§ SHORT PROBLEM
Output the line containing "Where can the" and each line after it through the end of the data, exactly as written, with pictures left out.
══════════════════════════════
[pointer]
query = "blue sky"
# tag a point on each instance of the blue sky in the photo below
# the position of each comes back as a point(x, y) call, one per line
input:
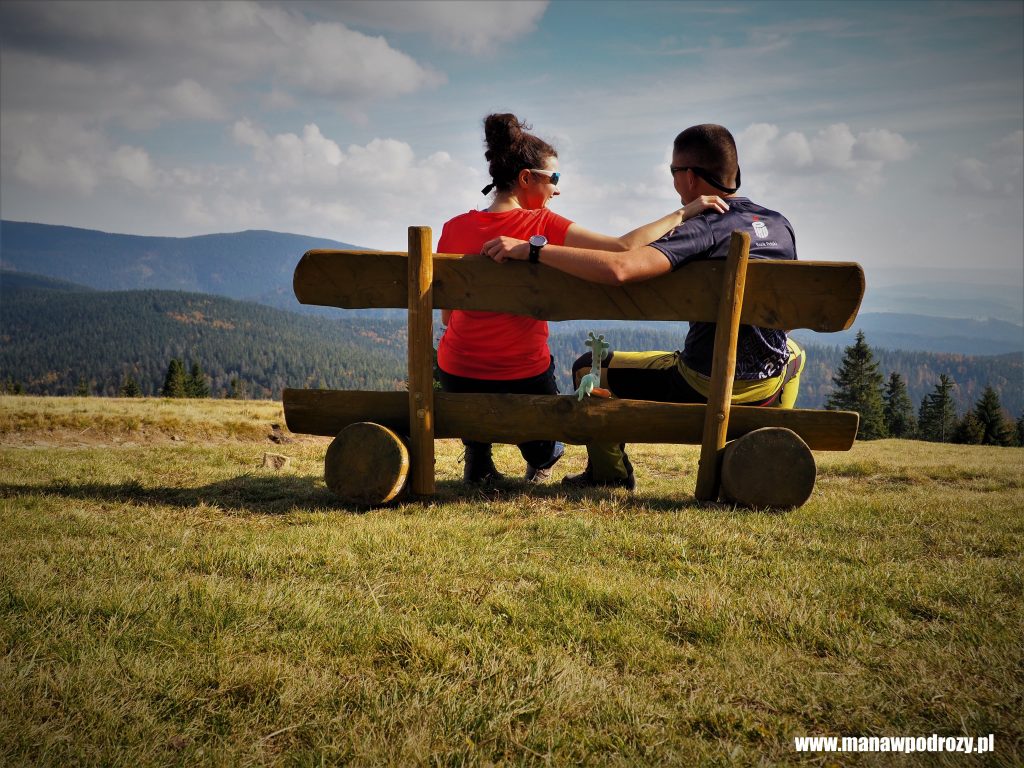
point(890, 133)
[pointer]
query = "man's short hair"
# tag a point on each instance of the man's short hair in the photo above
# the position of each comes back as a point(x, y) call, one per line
point(710, 146)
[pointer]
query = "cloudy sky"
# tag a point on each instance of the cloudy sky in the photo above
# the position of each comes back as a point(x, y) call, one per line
point(891, 133)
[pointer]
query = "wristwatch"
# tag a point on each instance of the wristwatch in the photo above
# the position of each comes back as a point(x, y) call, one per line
point(536, 244)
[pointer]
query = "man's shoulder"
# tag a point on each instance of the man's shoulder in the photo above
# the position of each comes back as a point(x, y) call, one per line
point(745, 205)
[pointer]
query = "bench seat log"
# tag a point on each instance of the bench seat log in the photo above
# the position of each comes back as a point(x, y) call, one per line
point(816, 295)
point(515, 418)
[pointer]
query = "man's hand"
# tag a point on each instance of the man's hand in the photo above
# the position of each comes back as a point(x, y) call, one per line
point(705, 203)
point(506, 249)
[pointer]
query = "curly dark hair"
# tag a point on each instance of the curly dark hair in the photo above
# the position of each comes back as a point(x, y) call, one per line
point(510, 148)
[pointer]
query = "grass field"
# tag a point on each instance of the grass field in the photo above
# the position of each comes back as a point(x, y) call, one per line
point(165, 600)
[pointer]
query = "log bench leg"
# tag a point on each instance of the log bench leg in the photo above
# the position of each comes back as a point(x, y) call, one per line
point(769, 467)
point(367, 464)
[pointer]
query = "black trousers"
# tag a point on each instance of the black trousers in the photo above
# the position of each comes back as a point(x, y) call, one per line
point(540, 454)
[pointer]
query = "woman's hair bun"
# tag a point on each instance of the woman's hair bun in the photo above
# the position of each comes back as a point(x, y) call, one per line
point(510, 148)
point(502, 131)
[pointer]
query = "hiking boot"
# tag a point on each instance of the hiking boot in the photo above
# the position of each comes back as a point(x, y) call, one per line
point(586, 479)
point(479, 467)
point(537, 476)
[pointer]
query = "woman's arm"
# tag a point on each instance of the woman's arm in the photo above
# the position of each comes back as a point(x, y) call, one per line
point(578, 237)
point(612, 268)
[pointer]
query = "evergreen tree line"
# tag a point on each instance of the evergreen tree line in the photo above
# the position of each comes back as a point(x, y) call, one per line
point(919, 370)
point(886, 409)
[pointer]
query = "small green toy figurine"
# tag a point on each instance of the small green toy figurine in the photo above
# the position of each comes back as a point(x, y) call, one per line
point(591, 383)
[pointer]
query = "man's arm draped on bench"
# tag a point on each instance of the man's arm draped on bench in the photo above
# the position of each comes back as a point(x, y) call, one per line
point(768, 364)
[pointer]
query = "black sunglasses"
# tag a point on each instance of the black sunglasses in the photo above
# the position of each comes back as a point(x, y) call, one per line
point(707, 176)
point(554, 175)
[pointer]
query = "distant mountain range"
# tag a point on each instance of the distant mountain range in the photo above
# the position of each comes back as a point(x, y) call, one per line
point(56, 337)
point(253, 265)
point(947, 313)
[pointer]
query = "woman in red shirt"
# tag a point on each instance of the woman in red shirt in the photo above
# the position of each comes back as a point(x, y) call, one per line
point(498, 352)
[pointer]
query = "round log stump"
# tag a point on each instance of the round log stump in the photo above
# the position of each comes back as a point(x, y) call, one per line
point(769, 467)
point(367, 464)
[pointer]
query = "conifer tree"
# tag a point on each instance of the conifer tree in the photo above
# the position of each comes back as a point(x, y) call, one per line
point(858, 387)
point(898, 410)
point(237, 389)
point(130, 388)
point(937, 417)
point(969, 431)
point(988, 412)
point(196, 384)
point(174, 382)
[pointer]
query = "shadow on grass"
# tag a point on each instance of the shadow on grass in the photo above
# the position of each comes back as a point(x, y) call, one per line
point(274, 495)
point(557, 496)
point(246, 494)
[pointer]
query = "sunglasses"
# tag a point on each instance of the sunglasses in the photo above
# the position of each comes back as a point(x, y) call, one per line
point(707, 176)
point(553, 175)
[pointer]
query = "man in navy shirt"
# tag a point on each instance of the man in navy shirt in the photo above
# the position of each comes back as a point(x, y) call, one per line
point(706, 173)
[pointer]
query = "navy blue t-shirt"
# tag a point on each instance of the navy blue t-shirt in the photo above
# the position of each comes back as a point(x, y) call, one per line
point(761, 352)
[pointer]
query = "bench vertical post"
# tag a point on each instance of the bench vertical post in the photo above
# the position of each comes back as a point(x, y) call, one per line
point(723, 367)
point(421, 364)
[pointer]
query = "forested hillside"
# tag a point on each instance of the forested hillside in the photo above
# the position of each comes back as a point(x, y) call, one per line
point(57, 338)
point(52, 341)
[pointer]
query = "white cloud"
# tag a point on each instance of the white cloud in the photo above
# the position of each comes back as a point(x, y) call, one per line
point(58, 156)
point(104, 61)
point(835, 150)
point(466, 26)
point(998, 172)
point(189, 99)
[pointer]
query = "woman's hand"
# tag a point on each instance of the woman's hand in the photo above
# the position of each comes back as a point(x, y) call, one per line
point(705, 203)
point(506, 249)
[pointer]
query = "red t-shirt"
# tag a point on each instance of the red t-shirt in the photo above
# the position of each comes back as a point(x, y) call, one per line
point(495, 345)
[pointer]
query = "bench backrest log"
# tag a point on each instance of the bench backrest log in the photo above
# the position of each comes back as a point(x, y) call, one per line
point(819, 296)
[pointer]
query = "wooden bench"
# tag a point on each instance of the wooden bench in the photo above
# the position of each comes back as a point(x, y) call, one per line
point(368, 462)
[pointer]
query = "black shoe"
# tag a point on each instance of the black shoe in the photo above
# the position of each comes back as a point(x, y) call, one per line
point(586, 479)
point(479, 467)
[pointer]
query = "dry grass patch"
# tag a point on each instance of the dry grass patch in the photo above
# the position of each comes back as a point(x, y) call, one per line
point(172, 602)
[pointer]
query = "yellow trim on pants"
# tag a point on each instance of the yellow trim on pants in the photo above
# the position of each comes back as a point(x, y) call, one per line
point(759, 390)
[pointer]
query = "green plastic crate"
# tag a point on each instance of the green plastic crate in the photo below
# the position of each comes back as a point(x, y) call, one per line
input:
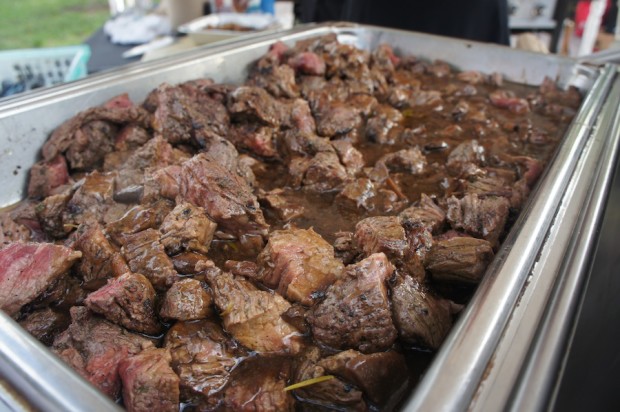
point(44, 67)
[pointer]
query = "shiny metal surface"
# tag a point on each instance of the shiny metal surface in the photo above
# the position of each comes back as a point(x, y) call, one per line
point(450, 384)
point(559, 271)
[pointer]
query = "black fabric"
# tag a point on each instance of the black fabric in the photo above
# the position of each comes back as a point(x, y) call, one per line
point(481, 20)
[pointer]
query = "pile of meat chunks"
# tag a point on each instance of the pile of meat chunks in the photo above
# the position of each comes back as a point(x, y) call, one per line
point(110, 261)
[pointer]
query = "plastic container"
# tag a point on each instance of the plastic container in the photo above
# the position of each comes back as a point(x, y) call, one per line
point(26, 69)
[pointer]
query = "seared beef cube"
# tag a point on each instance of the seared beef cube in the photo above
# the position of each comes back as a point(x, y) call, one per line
point(465, 158)
point(357, 193)
point(255, 138)
point(187, 299)
point(483, 217)
point(11, 231)
point(128, 301)
point(259, 384)
point(187, 228)
point(65, 135)
point(420, 317)
point(406, 160)
point(335, 118)
point(299, 264)
point(293, 143)
point(137, 219)
point(146, 255)
point(225, 196)
point(384, 119)
point(28, 269)
point(47, 176)
point(331, 394)
point(100, 259)
point(149, 383)
point(157, 152)
point(505, 99)
point(426, 212)
point(324, 173)
point(356, 311)
point(255, 104)
point(93, 201)
point(300, 119)
point(44, 324)
point(187, 263)
point(202, 355)
point(283, 206)
point(94, 347)
point(279, 80)
point(163, 182)
point(459, 259)
point(253, 316)
point(349, 156)
point(381, 234)
point(379, 375)
point(307, 63)
point(50, 214)
point(131, 137)
point(90, 144)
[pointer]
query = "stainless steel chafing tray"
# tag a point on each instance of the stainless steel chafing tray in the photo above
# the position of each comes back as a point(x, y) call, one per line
point(506, 348)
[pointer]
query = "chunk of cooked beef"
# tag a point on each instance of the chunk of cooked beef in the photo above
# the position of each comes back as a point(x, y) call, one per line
point(253, 316)
point(186, 299)
point(331, 394)
point(506, 99)
point(64, 136)
point(187, 227)
point(94, 347)
point(459, 259)
point(483, 217)
point(380, 375)
point(90, 144)
point(203, 357)
point(299, 264)
point(50, 214)
point(277, 79)
point(93, 201)
point(351, 158)
point(411, 161)
point(427, 212)
point(335, 118)
point(384, 119)
point(100, 259)
point(137, 219)
point(356, 311)
point(324, 173)
point(187, 263)
point(282, 203)
point(28, 269)
point(307, 62)
point(258, 384)
point(11, 231)
point(420, 317)
point(465, 158)
point(129, 301)
point(149, 383)
point(131, 137)
point(157, 152)
point(164, 182)
point(226, 197)
point(146, 255)
point(45, 324)
point(248, 103)
point(255, 138)
point(179, 120)
point(45, 176)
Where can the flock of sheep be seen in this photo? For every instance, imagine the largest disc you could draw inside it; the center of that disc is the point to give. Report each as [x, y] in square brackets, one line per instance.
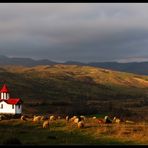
[78, 120]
══════════════════════════════
§ EXERCISE OUTPUT
Where can the flock of sheep be seen in this photo? For every instance, imagine the largest disc you could draw inside it; the center of that disc is the point to give. Report each as [x, y] in square brackets, one line per instance.
[78, 120]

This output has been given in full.